# HOW TO COMPLETE THIS TASK
Return the data below unchanged, without images.

== Segment start ==

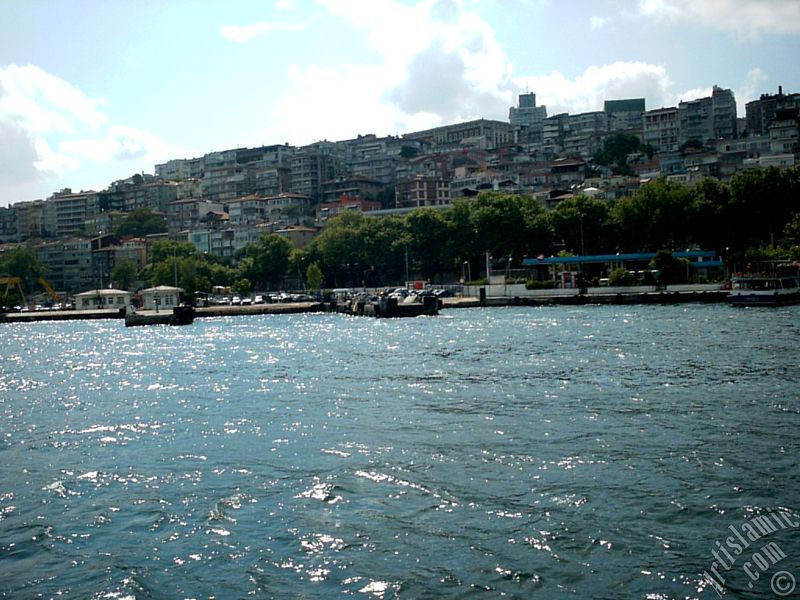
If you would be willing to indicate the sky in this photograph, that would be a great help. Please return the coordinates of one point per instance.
(93, 91)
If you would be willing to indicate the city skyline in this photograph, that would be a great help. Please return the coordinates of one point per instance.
(128, 86)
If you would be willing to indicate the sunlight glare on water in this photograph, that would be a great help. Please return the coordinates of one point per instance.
(587, 451)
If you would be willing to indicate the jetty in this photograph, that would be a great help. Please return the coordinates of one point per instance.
(473, 297)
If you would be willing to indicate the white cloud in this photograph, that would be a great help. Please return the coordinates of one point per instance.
(596, 22)
(588, 90)
(245, 33)
(751, 88)
(746, 18)
(44, 103)
(51, 129)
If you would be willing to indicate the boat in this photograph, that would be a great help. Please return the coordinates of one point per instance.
(180, 315)
(411, 306)
(764, 290)
(388, 307)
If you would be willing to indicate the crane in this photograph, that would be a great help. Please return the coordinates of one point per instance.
(51, 293)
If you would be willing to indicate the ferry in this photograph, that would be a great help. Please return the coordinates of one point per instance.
(764, 290)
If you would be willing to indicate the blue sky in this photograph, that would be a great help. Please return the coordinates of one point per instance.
(95, 91)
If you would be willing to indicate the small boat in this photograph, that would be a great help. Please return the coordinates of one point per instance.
(180, 315)
(412, 306)
(764, 290)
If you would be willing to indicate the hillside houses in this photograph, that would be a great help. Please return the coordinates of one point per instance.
(224, 199)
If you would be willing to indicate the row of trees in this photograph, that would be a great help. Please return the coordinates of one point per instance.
(754, 216)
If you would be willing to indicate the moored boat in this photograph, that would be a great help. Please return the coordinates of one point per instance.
(764, 290)
(180, 315)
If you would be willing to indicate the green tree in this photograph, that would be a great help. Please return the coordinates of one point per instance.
(141, 222)
(709, 215)
(656, 216)
(582, 224)
(22, 262)
(314, 277)
(616, 149)
(428, 230)
(671, 270)
(269, 260)
(124, 273)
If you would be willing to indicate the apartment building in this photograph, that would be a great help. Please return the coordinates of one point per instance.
(760, 113)
(624, 115)
(481, 134)
(312, 165)
(708, 119)
(65, 212)
(661, 129)
(69, 264)
(422, 191)
(188, 214)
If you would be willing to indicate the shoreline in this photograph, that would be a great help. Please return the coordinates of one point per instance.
(660, 297)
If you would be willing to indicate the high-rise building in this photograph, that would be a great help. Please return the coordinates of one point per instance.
(760, 113)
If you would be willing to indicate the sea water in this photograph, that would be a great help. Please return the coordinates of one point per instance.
(597, 451)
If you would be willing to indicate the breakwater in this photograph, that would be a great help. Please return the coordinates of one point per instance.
(554, 451)
(575, 299)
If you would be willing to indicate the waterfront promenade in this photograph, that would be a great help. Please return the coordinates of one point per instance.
(502, 296)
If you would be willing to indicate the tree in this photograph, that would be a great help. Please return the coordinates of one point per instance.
(582, 224)
(671, 270)
(709, 215)
(428, 229)
(656, 216)
(616, 149)
(314, 277)
(269, 260)
(124, 273)
(141, 222)
(22, 262)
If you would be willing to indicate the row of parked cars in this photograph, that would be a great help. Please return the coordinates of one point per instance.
(39, 307)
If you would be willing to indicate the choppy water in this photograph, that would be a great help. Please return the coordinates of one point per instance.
(548, 452)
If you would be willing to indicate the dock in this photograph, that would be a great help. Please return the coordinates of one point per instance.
(594, 296)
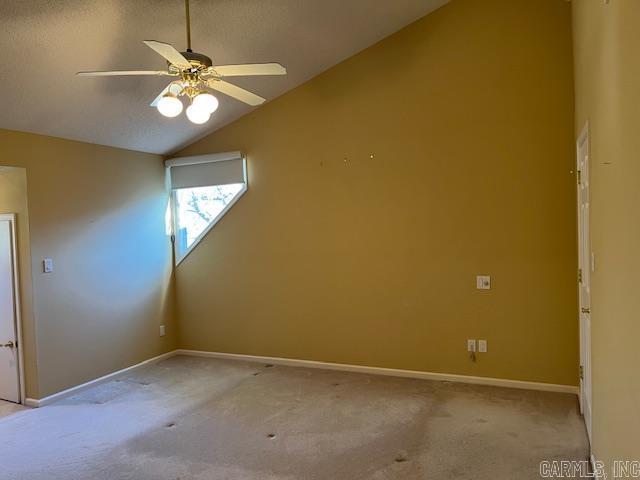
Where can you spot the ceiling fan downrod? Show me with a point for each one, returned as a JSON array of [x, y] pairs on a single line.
[[186, 8]]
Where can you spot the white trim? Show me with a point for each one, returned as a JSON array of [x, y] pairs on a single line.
[[496, 382], [11, 218], [223, 212], [392, 372], [32, 402], [208, 158]]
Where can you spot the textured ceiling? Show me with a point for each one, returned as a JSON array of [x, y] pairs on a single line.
[[45, 42]]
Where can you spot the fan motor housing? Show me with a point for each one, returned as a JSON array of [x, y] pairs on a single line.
[[197, 58]]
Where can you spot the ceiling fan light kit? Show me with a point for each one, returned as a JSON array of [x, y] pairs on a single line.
[[196, 77]]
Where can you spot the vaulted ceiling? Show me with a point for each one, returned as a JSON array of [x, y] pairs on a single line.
[[44, 42]]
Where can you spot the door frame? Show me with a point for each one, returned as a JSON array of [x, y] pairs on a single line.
[[586, 388], [11, 218]]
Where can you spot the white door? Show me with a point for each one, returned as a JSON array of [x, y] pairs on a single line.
[[584, 274], [9, 374]]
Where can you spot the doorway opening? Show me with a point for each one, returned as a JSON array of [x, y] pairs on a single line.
[[14, 244], [585, 267]]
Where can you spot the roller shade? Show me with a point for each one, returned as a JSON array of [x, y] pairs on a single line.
[[206, 170]]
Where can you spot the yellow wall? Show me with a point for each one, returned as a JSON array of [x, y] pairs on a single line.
[[378, 190], [13, 199], [607, 71], [99, 213]]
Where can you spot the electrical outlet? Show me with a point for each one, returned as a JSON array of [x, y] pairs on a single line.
[[483, 282], [47, 265]]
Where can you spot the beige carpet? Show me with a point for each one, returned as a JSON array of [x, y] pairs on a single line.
[[8, 408], [195, 418]]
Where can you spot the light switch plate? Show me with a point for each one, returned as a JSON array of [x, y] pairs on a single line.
[[47, 265], [483, 282]]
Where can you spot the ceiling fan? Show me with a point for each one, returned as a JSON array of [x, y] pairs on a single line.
[[196, 76]]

== Segment end ==

# YOUR RESPONSE
If you would be willing to indicate the sky in this photograph, that would be a great help. Please return the coordinates of one point per instance.
(93, 91)
If you would be willing to indicate the city skyline in this photograph, that would be a great help. Please return the coordinates of one point per instance.
(128, 86)
If you would be willing to indicate the sunlight glare on water in this photograph, that would be a great help. Please return the coordinates of one point per instance.
(587, 451)
If you would be willing to indicate the jetty in this photograph, that would be a great help. Please return the coordinates of one point per instance.
(473, 297)
If you would be willing to indicate the white cloud in this photograph, that would be a great help. Please return the coordinates of one point per instance.
(596, 22)
(588, 90)
(245, 33)
(751, 88)
(746, 18)
(44, 103)
(51, 129)
If you would be willing to indicate the boat in this photograph, that would be a great help. Please return the coordinates of one point per instance.
(180, 315)
(411, 306)
(764, 290)
(388, 307)
If you would be willing to indicate the crane in this photograph, that would be a great help. Please return the coordinates of one point per instance.
(51, 293)
If you would be willing to indicate the ferry in this photograph, that would be a great help. Please return the coordinates of one point per instance.
(764, 290)
If you would be willing to indicate the blue sky in this photograph, that would be a great help. Please return the coordinates of one point per instance.
(95, 91)
If you would be willing to indicate the small boat in this photograph, that would be a great help. Please return the coordinates of one point per instance.
(180, 315)
(412, 306)
(764, 290)
If you would be willing to indicate the hillside houses in this photograph, that would be a great help. Please return the coordinates of one point per instance.
(224, 199)
If you would be willing to indicate the row of trees in this photograph, that would be a great help. Please return the coordinates of one point per instance.
(754, 216)
If you would be willing to indicate the moored boat in this photograph, that would be a great help. Please return the coordinates of one point per instance.
(764, 290)
(180, 315)
If you would be willing to indicate the green tree in this photograph, that would be a great help. Please return the coordinates of one point per instance.
(141, 222)
(709, 215)
(656, 216)
(582, 224)
(22, 262)
(314, 277)
(616, 149)
(428, 230)
(671, 270)
(269, 260)
(124, 273)
If you would be willing to indicate the apartment building in this photograph, that would be a great help. Please return the coordinates of one point per instance.
(760, 113)
(624, 115)
(481, 134)
(312, 165)
(708, 119)
(65, 212)
(661, 129)
(69, 264)
(422, 191)
(188, 214)
If you would be willing to indicate the shoreline in this photograph, that would be a great help. Please return the coordinates of one point per instance.
(660, 297)
If you would be willing to indicate the high-rise building in this photograph, that would be a great help. Please return the coordinates of one point per instance.
(760, 113)
If you would be willing to indicate the sea water in this photograph, that would be a great help. Please return the coordinates of one point per instance.
(597, 451)
If you would be willing to indicate the breakwater in this photograph, that would be a great help. Please return the coordinates of one point per instance.
(554, 451)
(575, 299)
If you would be willing to indicate the waterfront promenade in this photograph, that would be a great help. Please return the coordinates of one point per instance.
(502, 296)
If you would be willing to indicate the tree in this photograph, that would be a great help. Please return the coordinates of one point per instance.
(582, 224)
(671, 270)
(709, 215)
(428, 229)
(656, 216)
(616, 149)
(314, 277)
(269, 260)
(124, 273)
(141, 222)
(22, 262)
If you would be willing to indicate the row of parked cars in this photograph, that would be a great help. Please return the coordinates of one point per instance.
(39, 307)
If you would be willing to indicate the choppy water in this photograph, that would be a great help. Please return the coordinates of one point per instance.
(548, 452)
If you would be willing to indicate the dock in this photograph, that would be a great help. Please return the coordinates of one point per instance.
(594, 296)
Where can you spot the ceiling fan downrod? Show me with a point for each one, returned as a JSON array of [x, y] pairs on a single line.
[[186, 8]]
Where can you spot the white trim? Show me with a point for each one, returned as a JSON array of [x, y] pairs on a single line.
[[496, 382], [11, 218], [223, 212], [392, 372], [32, 402], [208, 158]]
Where can you spot the textured ceiling? Show me with a point for each one, returned as a JSON array of [x, y] pairs on a single line.
[[45, 42]]
Where can you spot the fan motor housing? Show me with a point for each one, returned as a JSON array of [x, y] pairs on a single line.
[[197, 58]]
Where can you spot the ceiling fan light kit? Show me with a point for each one, returned as a JSON array of [x, y] pairs on a single line.
[[196, 77]]
Where can you spot the vaulted ceiling? Show me with a point for each one, returned as a JSON array of [x, y] pairs on a single line.
[[44, 42]]
Where can you spot the door frame? Show me with a point for each one, returned as a JSON array of [x, y] pairs on a single line.
[[586, 388], [11, 218]]
Where can you spot the white door? Show me with a point for each one, returned as a JSON array of [x, y] pairs on a single line.
[[584, 274], [9, 374]]
Where can you spot the doorway opening? Show me with a point for each one, returned as a JSON array of [x, y] pairs on a single line.
[[14, 244], [585, 267]]
Where can you spot the roller shade? Show me with a point for each one, returned as a JSON array of [x, y] pairs on a single line.
[[206, 170]]
Where can you spot the yellow wall? Show me with a point for each one, returned as a JSON array of [x, y] pairs on a single line.
[[378, 190], [13, 199], [607, 71], [99, 213]]
Where can you spot the electrical outlet? Show me with a point for each one, returned as a JSON array of [x, y] pairs on a single line.
[[483, 282], [47, 265]]
Where can you spot the beige carpet? Show me with a point for each one, returned as a JSON array of [x, y] pairs on a single line.
[[8, 408], [195, 418]]
Where can you spot the light switch plate? Show me with a point for each one, returned as a JSON array of [x, y] pairs on a single line.
[[47, 265], [483, 282]]
Where can you spot the ceiling fan? Show me with a point for each one, returned as a JSON array of [x, y] pairs on a single line.
[[196, 76]]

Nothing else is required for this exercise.